▶ _GIVEN INSTRUCTION_
Copy out the lines below unchanged, from the line with "Target: grey rock" through the last line of the items.

▶ _PROVIDED INFORMATION_
########

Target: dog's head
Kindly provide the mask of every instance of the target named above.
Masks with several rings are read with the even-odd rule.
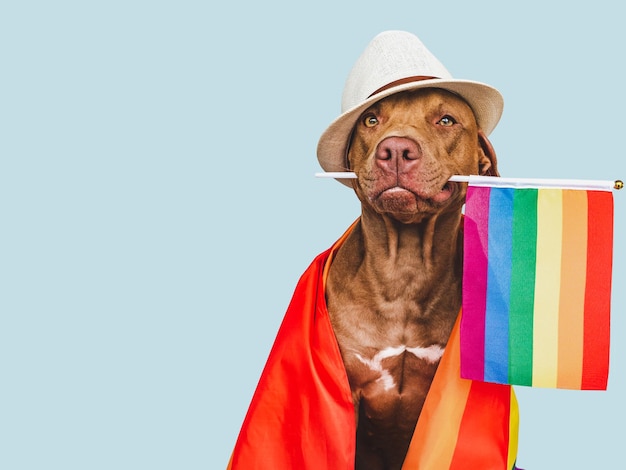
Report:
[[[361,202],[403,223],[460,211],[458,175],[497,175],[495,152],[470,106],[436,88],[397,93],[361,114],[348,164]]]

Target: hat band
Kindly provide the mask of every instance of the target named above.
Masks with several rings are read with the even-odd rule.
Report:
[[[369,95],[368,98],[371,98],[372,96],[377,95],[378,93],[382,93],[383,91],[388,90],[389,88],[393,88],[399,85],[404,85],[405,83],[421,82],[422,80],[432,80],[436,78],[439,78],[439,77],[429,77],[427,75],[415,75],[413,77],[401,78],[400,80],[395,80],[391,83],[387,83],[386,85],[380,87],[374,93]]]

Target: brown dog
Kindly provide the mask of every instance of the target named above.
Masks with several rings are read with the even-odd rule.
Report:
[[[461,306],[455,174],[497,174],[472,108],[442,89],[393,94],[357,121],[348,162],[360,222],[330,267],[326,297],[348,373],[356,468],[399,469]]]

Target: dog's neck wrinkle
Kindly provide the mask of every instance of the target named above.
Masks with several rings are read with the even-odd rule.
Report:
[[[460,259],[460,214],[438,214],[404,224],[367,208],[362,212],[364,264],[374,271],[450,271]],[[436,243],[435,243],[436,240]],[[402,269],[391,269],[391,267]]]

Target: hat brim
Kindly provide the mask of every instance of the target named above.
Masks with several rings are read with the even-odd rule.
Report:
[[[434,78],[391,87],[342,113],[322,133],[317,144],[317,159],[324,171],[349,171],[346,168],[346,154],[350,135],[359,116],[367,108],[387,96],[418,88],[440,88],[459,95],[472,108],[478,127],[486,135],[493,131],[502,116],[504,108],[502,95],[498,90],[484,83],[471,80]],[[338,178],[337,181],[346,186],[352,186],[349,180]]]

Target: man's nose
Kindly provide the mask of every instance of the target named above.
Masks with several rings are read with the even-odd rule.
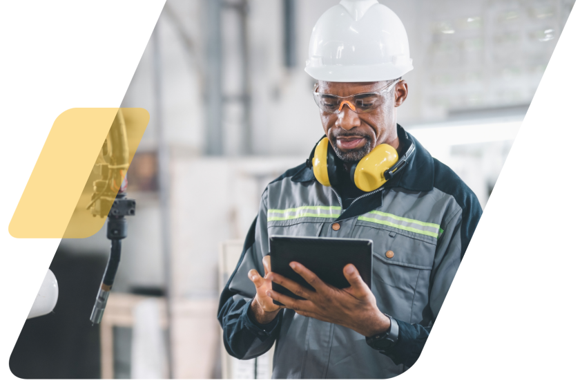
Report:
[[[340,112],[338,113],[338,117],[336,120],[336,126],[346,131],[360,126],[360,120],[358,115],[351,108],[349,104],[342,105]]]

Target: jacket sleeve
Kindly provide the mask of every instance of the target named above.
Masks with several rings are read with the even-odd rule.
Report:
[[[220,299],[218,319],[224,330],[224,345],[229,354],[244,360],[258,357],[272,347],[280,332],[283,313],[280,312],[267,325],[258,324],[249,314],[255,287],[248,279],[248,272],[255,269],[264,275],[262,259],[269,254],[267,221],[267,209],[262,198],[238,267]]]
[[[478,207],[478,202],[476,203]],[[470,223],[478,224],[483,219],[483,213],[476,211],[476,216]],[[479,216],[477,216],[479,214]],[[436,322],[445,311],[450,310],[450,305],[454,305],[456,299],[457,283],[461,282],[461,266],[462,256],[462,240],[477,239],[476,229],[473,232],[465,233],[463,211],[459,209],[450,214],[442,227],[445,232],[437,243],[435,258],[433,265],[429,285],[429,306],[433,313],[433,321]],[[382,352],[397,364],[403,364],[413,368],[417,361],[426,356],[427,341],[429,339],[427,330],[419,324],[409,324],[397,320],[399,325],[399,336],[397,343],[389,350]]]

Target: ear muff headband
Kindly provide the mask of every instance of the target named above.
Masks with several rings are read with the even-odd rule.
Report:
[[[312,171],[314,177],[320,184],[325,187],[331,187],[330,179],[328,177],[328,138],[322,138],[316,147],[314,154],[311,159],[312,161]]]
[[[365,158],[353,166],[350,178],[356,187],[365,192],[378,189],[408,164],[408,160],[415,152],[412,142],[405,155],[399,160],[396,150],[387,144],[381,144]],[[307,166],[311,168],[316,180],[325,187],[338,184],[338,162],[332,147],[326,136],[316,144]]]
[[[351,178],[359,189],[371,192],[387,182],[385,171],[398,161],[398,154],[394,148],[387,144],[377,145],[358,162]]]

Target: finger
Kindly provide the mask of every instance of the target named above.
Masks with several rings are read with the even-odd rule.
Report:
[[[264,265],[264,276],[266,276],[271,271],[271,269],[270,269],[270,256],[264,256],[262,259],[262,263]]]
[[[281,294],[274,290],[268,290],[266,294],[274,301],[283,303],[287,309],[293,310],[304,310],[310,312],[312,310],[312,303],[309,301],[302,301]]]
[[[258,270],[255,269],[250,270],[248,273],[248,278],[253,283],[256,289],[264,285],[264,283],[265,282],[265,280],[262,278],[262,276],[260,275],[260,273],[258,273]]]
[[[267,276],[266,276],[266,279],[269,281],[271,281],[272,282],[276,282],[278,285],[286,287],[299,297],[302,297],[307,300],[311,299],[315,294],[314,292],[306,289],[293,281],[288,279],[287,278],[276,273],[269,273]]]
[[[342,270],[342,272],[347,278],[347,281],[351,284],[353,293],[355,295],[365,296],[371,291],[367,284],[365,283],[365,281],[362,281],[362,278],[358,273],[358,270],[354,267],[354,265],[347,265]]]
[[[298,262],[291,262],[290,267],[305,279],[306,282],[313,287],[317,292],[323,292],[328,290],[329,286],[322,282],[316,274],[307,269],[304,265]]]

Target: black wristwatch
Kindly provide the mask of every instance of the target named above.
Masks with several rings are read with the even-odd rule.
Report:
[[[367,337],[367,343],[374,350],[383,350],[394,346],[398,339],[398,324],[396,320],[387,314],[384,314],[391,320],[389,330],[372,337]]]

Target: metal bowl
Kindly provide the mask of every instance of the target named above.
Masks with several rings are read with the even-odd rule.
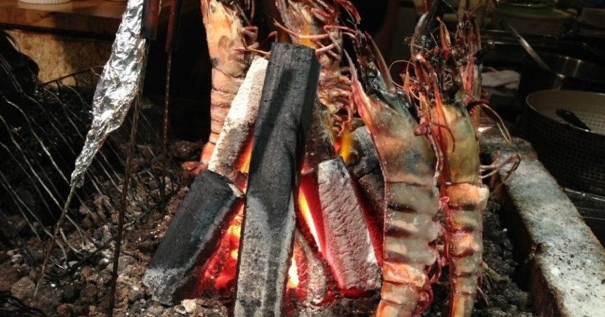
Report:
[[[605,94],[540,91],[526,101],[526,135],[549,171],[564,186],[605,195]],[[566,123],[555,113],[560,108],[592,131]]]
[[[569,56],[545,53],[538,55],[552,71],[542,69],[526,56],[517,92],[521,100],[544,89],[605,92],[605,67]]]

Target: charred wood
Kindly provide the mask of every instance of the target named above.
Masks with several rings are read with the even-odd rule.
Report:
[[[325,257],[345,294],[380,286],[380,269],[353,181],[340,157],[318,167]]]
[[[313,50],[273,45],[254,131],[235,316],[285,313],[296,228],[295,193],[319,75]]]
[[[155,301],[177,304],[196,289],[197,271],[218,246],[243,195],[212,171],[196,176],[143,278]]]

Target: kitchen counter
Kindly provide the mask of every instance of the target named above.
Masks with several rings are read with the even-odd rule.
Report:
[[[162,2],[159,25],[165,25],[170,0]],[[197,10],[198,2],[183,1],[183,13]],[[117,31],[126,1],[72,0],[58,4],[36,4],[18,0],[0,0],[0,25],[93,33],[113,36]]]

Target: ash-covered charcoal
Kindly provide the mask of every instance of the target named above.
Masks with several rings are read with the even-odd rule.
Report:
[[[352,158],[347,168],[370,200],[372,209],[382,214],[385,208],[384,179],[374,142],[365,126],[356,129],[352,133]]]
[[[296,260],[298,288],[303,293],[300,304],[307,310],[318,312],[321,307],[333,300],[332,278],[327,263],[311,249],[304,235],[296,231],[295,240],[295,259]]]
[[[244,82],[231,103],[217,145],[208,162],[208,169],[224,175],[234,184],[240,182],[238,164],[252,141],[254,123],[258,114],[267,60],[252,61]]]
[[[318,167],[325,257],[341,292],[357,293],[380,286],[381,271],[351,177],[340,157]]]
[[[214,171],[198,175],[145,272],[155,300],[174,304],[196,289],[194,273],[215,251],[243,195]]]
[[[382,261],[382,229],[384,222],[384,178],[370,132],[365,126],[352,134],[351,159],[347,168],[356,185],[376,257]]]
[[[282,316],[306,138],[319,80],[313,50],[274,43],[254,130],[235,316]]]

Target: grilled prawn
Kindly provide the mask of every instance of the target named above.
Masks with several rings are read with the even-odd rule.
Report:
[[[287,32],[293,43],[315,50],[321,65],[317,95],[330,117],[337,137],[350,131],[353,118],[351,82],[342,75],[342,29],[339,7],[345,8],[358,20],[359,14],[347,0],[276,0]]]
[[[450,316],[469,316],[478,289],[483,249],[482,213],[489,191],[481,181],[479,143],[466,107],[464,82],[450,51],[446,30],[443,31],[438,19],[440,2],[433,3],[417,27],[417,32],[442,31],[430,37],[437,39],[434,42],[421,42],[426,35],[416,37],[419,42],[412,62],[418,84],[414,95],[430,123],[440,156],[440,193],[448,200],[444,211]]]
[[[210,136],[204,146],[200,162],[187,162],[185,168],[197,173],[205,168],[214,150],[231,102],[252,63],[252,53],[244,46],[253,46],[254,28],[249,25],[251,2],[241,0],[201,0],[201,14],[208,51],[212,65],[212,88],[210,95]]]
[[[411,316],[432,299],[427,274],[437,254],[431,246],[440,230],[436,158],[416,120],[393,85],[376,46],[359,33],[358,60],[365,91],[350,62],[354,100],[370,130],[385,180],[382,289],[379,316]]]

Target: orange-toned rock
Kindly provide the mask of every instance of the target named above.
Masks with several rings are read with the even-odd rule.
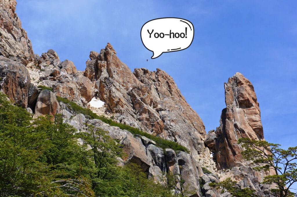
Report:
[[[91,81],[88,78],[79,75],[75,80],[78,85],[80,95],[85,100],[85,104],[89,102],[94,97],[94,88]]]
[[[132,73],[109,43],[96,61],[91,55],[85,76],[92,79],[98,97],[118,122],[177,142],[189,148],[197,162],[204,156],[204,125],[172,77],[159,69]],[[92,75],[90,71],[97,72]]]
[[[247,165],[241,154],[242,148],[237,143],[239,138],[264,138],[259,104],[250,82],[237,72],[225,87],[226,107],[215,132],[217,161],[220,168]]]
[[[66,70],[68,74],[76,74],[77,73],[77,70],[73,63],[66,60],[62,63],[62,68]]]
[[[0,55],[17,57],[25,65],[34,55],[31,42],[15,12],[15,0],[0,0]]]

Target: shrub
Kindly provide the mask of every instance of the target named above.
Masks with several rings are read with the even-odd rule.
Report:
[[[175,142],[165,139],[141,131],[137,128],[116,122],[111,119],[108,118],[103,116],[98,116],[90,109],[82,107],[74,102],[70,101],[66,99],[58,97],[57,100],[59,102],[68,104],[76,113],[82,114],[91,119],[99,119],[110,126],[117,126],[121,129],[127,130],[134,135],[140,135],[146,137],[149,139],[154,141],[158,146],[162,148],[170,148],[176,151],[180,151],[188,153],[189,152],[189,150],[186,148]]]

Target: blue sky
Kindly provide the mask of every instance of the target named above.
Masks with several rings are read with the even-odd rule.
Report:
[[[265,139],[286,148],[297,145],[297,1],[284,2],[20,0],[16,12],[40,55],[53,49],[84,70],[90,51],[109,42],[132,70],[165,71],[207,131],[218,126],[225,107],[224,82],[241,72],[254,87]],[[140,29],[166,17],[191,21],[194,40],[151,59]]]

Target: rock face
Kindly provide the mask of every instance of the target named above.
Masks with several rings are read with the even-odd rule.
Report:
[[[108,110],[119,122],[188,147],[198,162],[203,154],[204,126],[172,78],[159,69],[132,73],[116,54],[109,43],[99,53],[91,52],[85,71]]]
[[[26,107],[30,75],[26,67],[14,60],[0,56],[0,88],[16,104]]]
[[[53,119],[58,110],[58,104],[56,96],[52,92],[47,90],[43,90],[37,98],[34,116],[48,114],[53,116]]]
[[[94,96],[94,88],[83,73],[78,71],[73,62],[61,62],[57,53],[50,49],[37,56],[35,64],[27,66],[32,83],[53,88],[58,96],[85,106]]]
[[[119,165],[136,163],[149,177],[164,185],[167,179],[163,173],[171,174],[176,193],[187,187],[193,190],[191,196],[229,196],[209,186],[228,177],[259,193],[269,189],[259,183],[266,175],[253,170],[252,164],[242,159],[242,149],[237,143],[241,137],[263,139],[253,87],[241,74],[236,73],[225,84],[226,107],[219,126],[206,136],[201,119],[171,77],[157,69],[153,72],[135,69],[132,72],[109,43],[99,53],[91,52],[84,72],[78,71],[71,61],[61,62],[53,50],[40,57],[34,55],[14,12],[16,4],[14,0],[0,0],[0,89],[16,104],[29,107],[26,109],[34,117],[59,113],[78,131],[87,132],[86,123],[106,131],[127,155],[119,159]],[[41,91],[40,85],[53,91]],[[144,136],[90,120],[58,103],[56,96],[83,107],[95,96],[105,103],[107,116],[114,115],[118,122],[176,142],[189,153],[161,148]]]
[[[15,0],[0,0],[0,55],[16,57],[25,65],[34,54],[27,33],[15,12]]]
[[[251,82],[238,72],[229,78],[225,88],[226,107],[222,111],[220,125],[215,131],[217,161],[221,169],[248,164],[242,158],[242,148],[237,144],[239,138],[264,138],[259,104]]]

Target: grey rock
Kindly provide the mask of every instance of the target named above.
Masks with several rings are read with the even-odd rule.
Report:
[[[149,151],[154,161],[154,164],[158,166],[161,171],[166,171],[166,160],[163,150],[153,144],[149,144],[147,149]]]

########

▶ _ANSWER TO THIS TASK_
Target: grey rock
Kindly provide the mask of every instance of the target named above.
Masks with several rings are read with the even-odd rule.
Report:
[[[149,151],[154,161],[154,164],[158,166],[161,171],[166,171],[166,160],[163,150],[153,144],[149,144],[147,149]]]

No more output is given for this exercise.